Information provided>
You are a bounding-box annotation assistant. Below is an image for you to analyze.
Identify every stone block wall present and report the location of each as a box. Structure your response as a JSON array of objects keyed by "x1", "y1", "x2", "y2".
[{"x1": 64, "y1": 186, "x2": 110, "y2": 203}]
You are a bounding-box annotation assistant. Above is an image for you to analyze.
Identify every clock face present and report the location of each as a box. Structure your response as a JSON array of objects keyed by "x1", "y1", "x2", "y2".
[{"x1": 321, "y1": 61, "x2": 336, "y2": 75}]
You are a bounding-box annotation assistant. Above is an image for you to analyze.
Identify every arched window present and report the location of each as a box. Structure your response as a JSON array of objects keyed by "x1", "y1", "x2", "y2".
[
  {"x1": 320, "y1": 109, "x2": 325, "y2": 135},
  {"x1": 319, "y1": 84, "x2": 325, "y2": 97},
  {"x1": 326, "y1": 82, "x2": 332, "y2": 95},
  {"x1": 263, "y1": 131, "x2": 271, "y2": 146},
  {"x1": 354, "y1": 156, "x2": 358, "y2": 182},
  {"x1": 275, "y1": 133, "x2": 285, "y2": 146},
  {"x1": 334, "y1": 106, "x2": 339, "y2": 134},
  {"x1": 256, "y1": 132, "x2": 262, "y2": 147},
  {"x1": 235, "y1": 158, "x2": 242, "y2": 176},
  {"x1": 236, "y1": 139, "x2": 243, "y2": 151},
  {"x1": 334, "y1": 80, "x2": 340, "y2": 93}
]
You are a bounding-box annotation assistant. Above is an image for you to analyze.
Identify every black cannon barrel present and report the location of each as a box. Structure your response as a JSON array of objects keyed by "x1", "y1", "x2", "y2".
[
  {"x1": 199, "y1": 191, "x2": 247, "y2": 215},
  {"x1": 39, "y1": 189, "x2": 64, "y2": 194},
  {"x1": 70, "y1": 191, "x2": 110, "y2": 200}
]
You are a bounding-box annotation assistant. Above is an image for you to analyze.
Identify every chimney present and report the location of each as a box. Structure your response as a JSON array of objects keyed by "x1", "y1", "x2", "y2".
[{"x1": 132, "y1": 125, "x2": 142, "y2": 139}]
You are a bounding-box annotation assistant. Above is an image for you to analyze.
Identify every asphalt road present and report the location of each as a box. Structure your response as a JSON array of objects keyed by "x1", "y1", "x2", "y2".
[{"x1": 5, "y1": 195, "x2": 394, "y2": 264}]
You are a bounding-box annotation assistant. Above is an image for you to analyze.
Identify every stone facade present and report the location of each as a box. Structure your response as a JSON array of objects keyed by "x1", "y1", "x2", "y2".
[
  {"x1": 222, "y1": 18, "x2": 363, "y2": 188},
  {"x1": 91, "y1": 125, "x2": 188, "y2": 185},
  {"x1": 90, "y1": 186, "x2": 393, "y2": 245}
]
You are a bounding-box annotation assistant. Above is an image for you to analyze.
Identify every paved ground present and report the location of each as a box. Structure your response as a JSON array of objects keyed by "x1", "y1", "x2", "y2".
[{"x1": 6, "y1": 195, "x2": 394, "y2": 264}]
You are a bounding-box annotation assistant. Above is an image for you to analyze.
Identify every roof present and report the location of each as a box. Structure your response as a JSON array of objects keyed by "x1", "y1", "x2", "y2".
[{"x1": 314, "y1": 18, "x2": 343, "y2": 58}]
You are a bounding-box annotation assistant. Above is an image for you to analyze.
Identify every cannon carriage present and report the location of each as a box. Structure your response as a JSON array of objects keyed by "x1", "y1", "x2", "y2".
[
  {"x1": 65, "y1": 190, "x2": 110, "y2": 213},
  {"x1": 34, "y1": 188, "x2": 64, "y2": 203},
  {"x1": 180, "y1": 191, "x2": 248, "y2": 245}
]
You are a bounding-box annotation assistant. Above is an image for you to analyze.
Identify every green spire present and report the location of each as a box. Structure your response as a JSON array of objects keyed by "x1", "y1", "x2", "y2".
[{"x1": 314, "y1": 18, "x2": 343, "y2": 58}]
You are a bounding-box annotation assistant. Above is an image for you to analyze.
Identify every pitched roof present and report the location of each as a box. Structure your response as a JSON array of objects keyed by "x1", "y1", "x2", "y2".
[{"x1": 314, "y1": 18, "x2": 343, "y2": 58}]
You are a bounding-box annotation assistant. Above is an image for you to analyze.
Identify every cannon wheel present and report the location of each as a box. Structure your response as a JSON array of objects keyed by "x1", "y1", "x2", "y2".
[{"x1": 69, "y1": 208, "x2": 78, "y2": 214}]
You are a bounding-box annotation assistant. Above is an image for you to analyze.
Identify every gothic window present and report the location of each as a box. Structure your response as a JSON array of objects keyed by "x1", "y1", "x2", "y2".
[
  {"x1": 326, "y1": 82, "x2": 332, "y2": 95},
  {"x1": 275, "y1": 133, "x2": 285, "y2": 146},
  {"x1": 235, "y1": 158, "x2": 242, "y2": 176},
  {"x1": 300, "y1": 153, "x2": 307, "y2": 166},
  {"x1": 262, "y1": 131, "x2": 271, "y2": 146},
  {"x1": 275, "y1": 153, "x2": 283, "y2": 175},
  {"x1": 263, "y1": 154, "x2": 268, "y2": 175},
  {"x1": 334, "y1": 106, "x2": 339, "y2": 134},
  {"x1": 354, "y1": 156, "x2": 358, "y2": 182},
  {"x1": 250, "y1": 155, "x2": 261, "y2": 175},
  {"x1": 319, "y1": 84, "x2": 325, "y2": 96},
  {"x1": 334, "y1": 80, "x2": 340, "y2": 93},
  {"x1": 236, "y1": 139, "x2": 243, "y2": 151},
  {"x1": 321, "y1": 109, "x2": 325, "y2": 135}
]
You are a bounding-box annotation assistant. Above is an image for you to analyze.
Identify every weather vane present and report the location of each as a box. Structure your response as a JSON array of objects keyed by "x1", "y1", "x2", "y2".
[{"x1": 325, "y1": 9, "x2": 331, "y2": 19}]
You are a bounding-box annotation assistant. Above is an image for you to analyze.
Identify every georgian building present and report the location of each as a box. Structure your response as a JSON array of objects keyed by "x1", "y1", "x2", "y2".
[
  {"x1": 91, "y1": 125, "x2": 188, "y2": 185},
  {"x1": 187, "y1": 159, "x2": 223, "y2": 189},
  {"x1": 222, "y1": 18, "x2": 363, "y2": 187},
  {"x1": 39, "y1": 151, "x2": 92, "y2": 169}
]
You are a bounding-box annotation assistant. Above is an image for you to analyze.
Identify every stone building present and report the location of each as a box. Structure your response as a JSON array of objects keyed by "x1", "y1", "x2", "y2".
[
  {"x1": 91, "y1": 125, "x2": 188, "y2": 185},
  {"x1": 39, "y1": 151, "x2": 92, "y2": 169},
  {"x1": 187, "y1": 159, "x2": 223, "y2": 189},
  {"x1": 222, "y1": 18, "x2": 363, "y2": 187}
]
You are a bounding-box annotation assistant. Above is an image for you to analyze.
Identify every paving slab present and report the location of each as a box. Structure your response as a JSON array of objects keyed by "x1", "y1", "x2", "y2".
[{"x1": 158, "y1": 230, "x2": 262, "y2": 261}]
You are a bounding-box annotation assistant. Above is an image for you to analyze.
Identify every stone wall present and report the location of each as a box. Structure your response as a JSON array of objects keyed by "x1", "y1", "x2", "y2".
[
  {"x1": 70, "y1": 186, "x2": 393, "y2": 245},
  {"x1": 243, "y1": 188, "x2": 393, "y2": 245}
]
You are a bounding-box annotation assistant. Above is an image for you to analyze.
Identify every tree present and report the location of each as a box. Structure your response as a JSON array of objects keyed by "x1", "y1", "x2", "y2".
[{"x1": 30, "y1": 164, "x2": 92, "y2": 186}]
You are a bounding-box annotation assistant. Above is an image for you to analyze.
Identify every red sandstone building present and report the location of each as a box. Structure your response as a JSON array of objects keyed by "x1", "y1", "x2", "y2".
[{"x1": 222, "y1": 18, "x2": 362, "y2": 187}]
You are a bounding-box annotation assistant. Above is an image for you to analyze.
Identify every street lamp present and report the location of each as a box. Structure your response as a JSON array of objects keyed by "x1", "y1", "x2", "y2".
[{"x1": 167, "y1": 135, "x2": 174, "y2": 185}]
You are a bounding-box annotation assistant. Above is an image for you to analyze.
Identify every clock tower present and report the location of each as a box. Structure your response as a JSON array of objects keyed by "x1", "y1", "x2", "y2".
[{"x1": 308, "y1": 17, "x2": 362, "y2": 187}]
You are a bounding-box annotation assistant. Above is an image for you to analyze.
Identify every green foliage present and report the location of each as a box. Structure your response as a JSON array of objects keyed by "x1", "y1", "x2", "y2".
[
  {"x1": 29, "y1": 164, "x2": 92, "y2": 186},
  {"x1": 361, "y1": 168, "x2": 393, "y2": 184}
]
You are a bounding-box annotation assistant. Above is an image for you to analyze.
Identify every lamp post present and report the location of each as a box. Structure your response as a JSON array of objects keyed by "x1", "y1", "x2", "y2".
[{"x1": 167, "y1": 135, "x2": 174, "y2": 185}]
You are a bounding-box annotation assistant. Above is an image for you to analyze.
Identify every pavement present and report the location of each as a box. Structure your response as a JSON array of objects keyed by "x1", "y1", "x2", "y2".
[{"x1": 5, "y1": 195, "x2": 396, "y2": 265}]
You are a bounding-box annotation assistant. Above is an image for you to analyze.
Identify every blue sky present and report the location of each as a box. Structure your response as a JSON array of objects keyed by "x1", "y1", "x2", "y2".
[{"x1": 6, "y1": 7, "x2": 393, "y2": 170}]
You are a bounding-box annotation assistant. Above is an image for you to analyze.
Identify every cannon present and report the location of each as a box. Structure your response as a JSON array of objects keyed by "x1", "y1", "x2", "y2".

What to produce> Report how many lines in the listing above contain the string "window", with case significant. Reply with the number only.

Full output> 2